DATA ROWS —
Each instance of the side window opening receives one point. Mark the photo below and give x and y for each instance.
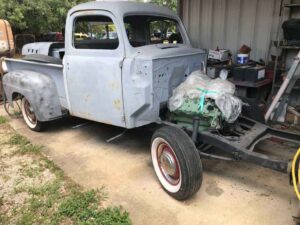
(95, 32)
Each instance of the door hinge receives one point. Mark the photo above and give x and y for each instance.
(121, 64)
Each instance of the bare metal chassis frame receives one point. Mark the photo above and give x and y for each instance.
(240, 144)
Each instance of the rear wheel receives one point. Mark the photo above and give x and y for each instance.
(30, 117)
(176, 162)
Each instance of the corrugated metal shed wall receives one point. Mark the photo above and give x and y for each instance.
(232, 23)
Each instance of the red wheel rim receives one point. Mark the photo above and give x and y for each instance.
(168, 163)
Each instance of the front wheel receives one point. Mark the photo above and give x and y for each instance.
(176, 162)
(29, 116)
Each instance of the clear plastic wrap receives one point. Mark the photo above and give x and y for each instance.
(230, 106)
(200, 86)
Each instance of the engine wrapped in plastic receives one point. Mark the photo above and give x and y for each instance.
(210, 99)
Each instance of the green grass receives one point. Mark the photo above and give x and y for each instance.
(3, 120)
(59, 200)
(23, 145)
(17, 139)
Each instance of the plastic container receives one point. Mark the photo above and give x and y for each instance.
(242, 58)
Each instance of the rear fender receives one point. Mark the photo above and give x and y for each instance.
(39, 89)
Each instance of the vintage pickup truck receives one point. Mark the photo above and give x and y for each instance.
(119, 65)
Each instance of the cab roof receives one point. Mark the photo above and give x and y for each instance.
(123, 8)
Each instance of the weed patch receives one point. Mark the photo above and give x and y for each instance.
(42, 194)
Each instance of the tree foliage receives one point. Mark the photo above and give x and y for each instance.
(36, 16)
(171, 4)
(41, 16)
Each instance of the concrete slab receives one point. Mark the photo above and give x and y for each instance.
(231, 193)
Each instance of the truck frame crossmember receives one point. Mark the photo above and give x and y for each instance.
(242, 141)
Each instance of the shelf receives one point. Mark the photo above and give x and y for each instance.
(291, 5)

REQUEST — Copy out all the records above again, swapping "instance" for "occurrence" wherever it appears and keeping everything else the same. Omit the pictures.

SOLVED PROBLEM —
Each occurrence of the side window opening receives one point. Mark the photo below and give x and y for each occurrence.
(95, 32)
Each occurrence of the door hinge receives one point. Mark the photo above and give x and y for each occurrence.
(121, 64)
Each occurrence of the bare metal chassis frame receives one point. Mark the photo above and give x and y for each occurrence.
(240, 144)
Each occurrence of the rear wheel receives one point. Mark the photo above and give x and y for each occurrence.
(30, 117)
(176, 162)
Each occurrence of the corrugated metal shed wall receives one point. Mark the photo above and give x and y for each occurrence.
(232, 23)
Each occurrence of the red wheel rim receives one point. Mark the photo above and give x and y for each occurrence.
(168, 163)
Each occurrence of the front wheel receives one point. Mark the photo above and give x and y for each occurrence.
(176, 162)
(29, 116)
Each occurrence of the clear plastic wrap receives one point. Mark the photo above and give x and y for each occurrence.
(230, 106)
(200, 86)
Each occurrence of the engine wrapped in plastic receives one point. Mark the photo above and give x and y for each occurrence.
(210, 99)
Each occurrence of the green grass receives one point. Mark the photo above and give x and y for each occurrence.
(3, 120)
(59, 200)
(23, 145)
(17, 139)
Each occurrence of the plastic container receives one point. Mark the photo above and give x and y for each occurrence.
(242, 58)
Each occurrence of the rear fender receives one point. Mark the photo above and give x and y for each occurrence.
(39, 89)
Each occurrence of the vintage pickup truck receives one point. Mark the photo above and give x and y for each occurrence.
(119, 65)
Each occurrence of the cab roof receives one point. Mark the photo above and give x and y for each occurrence.
(123, 8)
Each occurrence of the weed patch receives one point. Mark the photo above and give x and y for each occurrence.
(42, 194)
Each occurrence of the tree foliage receives one point. Mark the photo above and give x and y for each occurrence.
(36, 16)
(171, 4)
(41, 16)
Each occurrence of the concrete slab receives one point. Mark the photo above and give x and y for each occurrence.
(231, 193)
Each occurrence of the truck frame crossmember receives one point. Mark the photo above and give x and y for each occurrence.
(242, 141)
Each occurrence of the shelf receives one point. Mark the photo above and give x and y for each occurrence.
(291, 5)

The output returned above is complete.